Compiti da svolgere:
#1 Traduca in inglese questa frase del brano sulle regole di internet: «Le regole che governano internet si stanno quindi, sempre più, avvicinando alle regole che governano la vita reale e ormai è assodato che le cose che non si possono fare di persona non possono essere fatte neanche dal proprio computer.»
#2 Prosegua il brano sulle regole di internet a partire dalla sua ultima frase.

Selezione:
La tecnologia, tuttavia, si affina sempre più con il passare del tempo, la protezione dei dati personali degli utenti è diventata una priorità assoluta, i sistemi di pagamento elettronici diventano sempre più sicuri, e quella sfera di anonimato che rendeva internet una sorta di terra di nessuno è quasi svanita. Anche le forze di polizia di tutto il mondo sono ormai attrezzate per prevenire fenomeni criminali attuati tramite internet e, quando falliscono in tale attività di prevenzione, molto spesso riescono comunque ad identificare gli autori e a portarli in un'aula di tribunale.
Le regole che governano internet si stanno quindi, sempre più, avvicinando alle regole che governano la vita reale e ormai è assodato che le cose che non si possono fare di persona non possono essere fatte neanche dal proprio computer.
Basta però fare una breve navigata in rete o seguire le notizie di cronaca per rendersi conto che c'è ancora chi, per ignoranza, per distrazione o per spavalderia, fa ancora affidamento all'impunità che garantiva l'anarchica internet degli anni 90.
Un esempio significativo è quello di due ventenni inglesi che, durante gli scontri di piazza avvenuti quest'estate in Inghilterra, inneggiavano alla violenza e al saccheggio creando “eventi” sul social network Facebook. Dopo alcuni giorni i due giovani venivano condannati a quattro anni di reclusione, anche se gli eventi da loro creati in rete di fatto non avevano mai avuto luogo. Per i giudici inglesi il comportamento tenuto dai due giovani configurava già di per sé il reato di istigazione a delinquere ed era pertanto punibile indipendentemente dal fatto che non avesse portato alle ulteriori più gravi conseguenze che i due con molta probabilità si erano prefissati.

Record archiviati:
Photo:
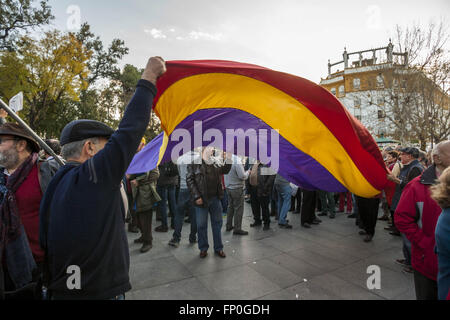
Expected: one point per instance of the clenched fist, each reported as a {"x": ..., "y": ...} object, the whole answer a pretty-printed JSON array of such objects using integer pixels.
[{"x": 155, "y": 68}]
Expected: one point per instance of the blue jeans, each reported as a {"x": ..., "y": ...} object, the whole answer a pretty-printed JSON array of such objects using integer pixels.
[
  {"x": 284, "y": 201},
  {"x": 166, "y": 193},
  {"x": 224, "y": 202},
  {"x": 214, "y": 208},
  {"x": 184, "y": 202}
]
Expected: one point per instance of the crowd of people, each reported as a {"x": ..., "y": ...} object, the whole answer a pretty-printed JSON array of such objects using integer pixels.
[{"x": 54, "y": 218}]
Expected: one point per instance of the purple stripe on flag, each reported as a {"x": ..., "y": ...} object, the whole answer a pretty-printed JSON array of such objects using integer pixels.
[{"x": 296, "y": 166}]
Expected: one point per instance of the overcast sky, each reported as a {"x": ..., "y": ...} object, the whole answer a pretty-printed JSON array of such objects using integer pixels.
[{"x": 293, "y": 36}]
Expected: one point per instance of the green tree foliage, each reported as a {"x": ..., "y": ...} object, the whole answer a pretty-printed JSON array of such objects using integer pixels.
[
  {"x": 51, "y": 72},
  {"x": 20, "y": 15}
]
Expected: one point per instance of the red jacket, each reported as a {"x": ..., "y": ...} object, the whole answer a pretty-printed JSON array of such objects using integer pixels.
[{"x": 416, "y": 216}]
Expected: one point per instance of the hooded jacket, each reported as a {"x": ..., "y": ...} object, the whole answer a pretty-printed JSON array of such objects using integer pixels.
[{"x": 416, "y": 216}]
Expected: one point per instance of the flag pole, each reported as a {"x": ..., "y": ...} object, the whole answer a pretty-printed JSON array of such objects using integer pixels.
[{"x": 13, "y": 115}]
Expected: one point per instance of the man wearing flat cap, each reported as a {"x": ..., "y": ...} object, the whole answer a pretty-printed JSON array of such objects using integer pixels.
[
  {"x": 23, "y": 181},
  {"x": 411, "y": 169},
  {"x": 82, "y": 213}
]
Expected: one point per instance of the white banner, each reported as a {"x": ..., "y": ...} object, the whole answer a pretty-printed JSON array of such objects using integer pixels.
[{"x": 16, "y": 102}]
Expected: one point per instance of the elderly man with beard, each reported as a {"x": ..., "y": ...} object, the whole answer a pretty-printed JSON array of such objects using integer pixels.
[
  {"x": 23, "y": 180},
  {"x": 82, "y": 213}
]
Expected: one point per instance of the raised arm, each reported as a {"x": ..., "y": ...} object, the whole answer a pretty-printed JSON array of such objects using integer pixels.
[{"x": 112, "y": 161}]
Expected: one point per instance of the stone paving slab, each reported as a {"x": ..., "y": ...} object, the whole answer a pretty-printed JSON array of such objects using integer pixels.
[{"x": 325, "y": 262}]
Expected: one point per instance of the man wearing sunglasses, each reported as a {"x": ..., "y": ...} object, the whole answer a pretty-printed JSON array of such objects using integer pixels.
[{"x": 23, "y": 180}]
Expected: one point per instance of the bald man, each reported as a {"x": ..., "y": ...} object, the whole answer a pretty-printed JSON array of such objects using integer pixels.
[{"x": 416, "y": 217}]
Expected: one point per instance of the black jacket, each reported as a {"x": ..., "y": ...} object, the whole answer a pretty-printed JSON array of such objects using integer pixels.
[
  {"x": 196, "y": 180},
  {"x": 168, "y": 174},
  {"x": 265, "y": 182},
  {"x": 84, "y": 212}
]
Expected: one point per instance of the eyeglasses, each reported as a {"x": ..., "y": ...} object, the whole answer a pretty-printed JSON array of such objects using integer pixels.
[{"x": 7, "y": 139}]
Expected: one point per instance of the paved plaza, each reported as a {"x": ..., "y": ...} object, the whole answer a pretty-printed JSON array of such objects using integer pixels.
[{"x": 326, "y": 262}]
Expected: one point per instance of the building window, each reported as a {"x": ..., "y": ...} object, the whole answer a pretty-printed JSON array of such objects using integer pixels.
[
  {"x": 395, "y": 83},
  {"x": 403, "y": 84},
  {"x": 357, "y": 113},
  {"x": 380, "y": 81}
]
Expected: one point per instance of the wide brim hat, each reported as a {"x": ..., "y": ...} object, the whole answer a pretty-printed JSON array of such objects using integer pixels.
[{"x": 16, "y": 130}]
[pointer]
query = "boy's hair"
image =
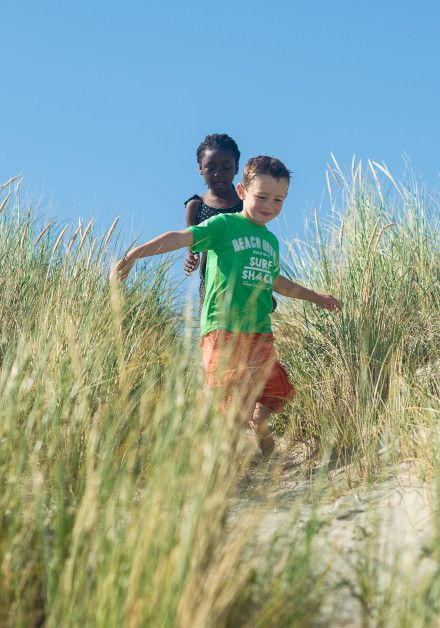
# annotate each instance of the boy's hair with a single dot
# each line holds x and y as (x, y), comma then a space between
(219, 141)
(257, 166)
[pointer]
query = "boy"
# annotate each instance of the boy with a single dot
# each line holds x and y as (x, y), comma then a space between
(242, 271)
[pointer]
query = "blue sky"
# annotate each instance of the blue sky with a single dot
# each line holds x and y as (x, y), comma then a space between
(104, 103)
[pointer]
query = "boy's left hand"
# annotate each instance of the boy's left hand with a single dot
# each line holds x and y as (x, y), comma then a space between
(328, 302)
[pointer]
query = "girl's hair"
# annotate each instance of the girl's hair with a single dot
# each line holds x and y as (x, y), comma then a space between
(218, 141)
(261, 165)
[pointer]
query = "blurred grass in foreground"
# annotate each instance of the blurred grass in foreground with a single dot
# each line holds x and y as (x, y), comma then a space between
(119, 477)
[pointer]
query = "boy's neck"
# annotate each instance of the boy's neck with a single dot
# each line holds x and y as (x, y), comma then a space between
(228, 198)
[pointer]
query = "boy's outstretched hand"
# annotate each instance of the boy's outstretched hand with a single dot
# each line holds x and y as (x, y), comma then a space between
(328, 302)
(122, 269)
(191, 262)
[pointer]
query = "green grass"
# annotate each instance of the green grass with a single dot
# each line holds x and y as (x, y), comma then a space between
(119, 498)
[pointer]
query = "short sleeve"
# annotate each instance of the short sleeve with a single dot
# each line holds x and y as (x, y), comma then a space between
(207, 234)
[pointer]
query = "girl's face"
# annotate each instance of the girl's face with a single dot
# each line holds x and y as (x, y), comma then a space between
(218, 168)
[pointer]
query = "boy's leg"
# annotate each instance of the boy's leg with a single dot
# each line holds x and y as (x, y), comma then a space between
(259, 423)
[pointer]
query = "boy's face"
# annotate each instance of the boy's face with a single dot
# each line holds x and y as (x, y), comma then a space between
(263, 198)
(218, 168)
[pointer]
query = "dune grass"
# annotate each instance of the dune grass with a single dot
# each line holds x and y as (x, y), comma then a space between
(119, 499)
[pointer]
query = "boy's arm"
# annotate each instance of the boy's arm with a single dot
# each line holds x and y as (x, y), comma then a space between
(170, 241)
(192, 260)
(287, 288)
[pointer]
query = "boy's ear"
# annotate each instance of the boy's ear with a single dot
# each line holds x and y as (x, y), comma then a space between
(241, 191)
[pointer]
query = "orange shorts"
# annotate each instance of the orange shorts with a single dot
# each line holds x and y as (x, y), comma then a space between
(247, 363)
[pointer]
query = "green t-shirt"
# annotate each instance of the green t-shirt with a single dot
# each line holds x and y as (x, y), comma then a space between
(243, 262)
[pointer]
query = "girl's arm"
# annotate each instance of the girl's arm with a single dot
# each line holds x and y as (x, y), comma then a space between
(287, 288)
(191, 210)
(170, 241)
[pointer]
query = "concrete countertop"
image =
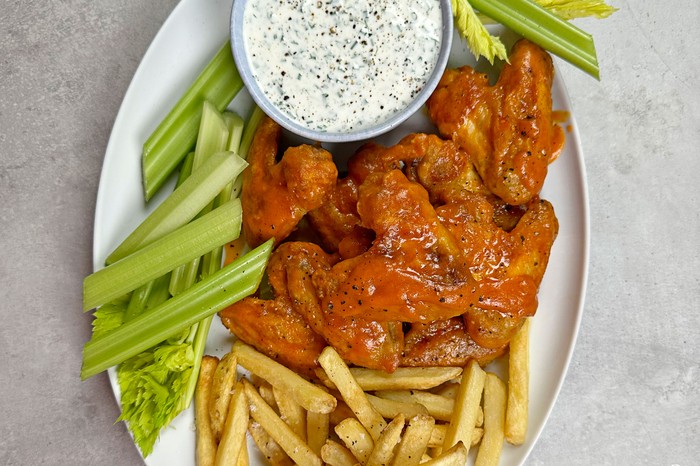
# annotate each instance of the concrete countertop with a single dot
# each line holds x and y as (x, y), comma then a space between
(632, 394)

Risultati finali:
#1 The rules that govern the internet are therefore increasingly coming closer to the rules that govern real life, and it is now established that the things one cannot do in person cannot be done from one's own computer either.

#2
Tecnicamente una condanna di questo tipo sarebbe possibile anche in Italia, dal momento che l'istigazione a delinquere è punita con la reclusione da sei mesi a cinque anni, anche se dubito che un giudice italiano valuti una simile situazione con tale severità.
Internet viene, quindi, considerato un possibile mezzo con il quale può essere commesso un reato e il fatto che l’autore sia comodamente seduto dietro la scrivania di casa non toglie le caratteristiche di reato ad atti penalmente rilevanti. Tale concetto, tuttavia, pare sfuggire a molti.
Visitando le pagine dei siti che hanno come scopo l’interazione fra utenti, come blog, social network, siti di condivisione di immagini e video, spesso ci si trova davanti a comportamenti che, oltre a trasgredire le più basilari regole di buona educazione, costituiscono veri e propri reati, a volte all’insaputa del soggetto stesso che li mette in atto.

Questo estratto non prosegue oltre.